- **Given request**:
In the 1905 description of Southcote, what is the mansion built of?

- **Source extract**:
>> BEGIN

A Description of 1905
gaunt, stately and venerable, with its exterior softened and beautified by the
hand of time, a relic of the good old days, stands old Southcote
ancestral home of the Blagraves. Rank weedy vegetation thrives rampant on the
terraces where once the stately lord, with rapier slung and powdered peruke,
accompanied by his farthingaled and bejewelled lady, were wont to walk in the
cool of the eventide. To emerge from dreamland, we will take a ramble through,
and inspect this, one of the oldest houses still existing near Reading. It is a
baronial mansion of the fifteenth century, moated, and composed of red brick,
with stone dressings. It lies in the valley of the Kennet, about half-a-mile
from the Bath Road between Reading and the small village of
Calcot. The first
view of the structure is singularly impressive. A clock tower, of modern
construction, to the right stands out prominently above a group of trees, which
presents a striking and harmonious contrast to the beautiful building itself. We
enter an old iron gate - very old, by its appearance - and walk up the carriage
drive. At the right of the entrance is the old tithe barn, in which the time-honoured
tithe dinner was held every year when the tithes were collected. Passing
well-trained vines, with every appearance of a good crop of luscious fruit, .one
notices an orchard, well-stocked with hundreds of fruit trees.

>> END

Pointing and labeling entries
>> BEGIN

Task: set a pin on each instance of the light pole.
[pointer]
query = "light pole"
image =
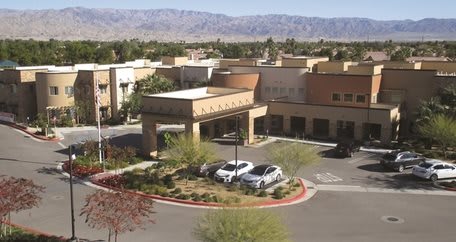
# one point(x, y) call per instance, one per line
point(70, 164)
point(235, 143)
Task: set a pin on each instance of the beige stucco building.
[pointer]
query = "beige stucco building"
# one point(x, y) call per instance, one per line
point(18, 91)
point(55, 93)
point(207, 109)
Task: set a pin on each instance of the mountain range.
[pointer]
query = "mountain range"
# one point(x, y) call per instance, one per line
point(191, 26)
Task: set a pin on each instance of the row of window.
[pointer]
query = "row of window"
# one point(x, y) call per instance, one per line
point(282, 91)
point(348, 97)
point(69, 90)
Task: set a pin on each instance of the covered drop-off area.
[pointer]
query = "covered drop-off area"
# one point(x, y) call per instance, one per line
point(208, 110)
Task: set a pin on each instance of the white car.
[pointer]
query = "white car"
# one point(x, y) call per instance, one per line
point(434, 170)
point(262, 175)
point(227, 173)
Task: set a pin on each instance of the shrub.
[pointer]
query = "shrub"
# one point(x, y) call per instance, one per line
point(138, 171)
point(231, 200)
point(183, 196)
point(167, 178)
point(177, 190)
point(216, 199)
point(197, 198)
point(263, 193)
point(192, 177)
point(171, 185)
point(278, 193)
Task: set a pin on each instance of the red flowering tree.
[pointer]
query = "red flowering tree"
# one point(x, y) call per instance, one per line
point(118, 212)
point(16, 194)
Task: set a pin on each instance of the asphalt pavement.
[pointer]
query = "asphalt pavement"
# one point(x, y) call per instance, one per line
point(346, 208)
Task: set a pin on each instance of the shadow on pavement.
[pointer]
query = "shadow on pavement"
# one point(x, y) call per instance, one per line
point(376, 167)
point(24, 161)
point(398, 181)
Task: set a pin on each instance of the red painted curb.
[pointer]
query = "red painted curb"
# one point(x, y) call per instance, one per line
point(34, 231)
point(24, 129)
point(211, 204)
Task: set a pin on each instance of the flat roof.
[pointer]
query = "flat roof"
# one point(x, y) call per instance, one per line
point(190, 94)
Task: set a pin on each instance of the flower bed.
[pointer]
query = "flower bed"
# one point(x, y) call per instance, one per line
point(204, 190)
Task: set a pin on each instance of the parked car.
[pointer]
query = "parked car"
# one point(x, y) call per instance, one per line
point(347, 148)
point(209, 169)
point(434, 170)
point(262, 175)
point(400, 160)
point(227, 173)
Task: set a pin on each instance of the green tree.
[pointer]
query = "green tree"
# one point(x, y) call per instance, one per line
point(189, 151)
point(239, 225)
point(153, 84)
point(292, 157)
point(441, 129)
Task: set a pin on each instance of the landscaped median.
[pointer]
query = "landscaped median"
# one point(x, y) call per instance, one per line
point(205, 192)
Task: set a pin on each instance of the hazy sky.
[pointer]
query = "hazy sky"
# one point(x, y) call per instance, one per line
point(380, 10)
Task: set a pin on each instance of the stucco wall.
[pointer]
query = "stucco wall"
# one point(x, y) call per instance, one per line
point(320, 88)
point(238, 80)
point(44, 80)
point(275, 82)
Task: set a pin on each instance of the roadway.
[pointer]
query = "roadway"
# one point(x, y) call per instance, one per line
point(336, 213)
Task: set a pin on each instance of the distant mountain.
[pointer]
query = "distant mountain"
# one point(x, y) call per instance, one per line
point(190, 26)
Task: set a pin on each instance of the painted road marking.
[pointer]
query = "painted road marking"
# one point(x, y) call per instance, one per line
point(361, 158)
point(327, 177)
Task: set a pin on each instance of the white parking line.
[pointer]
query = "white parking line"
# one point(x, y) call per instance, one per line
point(327, 177)
point(360, 158)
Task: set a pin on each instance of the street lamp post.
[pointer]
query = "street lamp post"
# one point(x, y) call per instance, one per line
point(70, 164)
point(235, 143)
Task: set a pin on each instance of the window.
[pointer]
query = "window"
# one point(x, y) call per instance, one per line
point(53, 91)
point(103, 89)
point(348, 97)
point(360, 98)
point(335, 97)
point(291, 92)
point(69, 91)
point(396, 98)
point(13, 88)
point(274, 90)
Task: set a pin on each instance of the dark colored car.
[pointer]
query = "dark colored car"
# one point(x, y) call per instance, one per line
point(347, 148)
point(209, 169)
point(400, 160)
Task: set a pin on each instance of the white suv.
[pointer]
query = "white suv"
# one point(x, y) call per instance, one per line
point(434, 170)
point(227, 173)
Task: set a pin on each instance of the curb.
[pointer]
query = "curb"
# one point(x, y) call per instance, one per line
point(453, 189)
point(274, 203)
point(34, 231)
point(24, 129)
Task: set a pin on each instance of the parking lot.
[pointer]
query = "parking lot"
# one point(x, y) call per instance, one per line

>> END

- **Correct result**:
Red brick with stone dressings.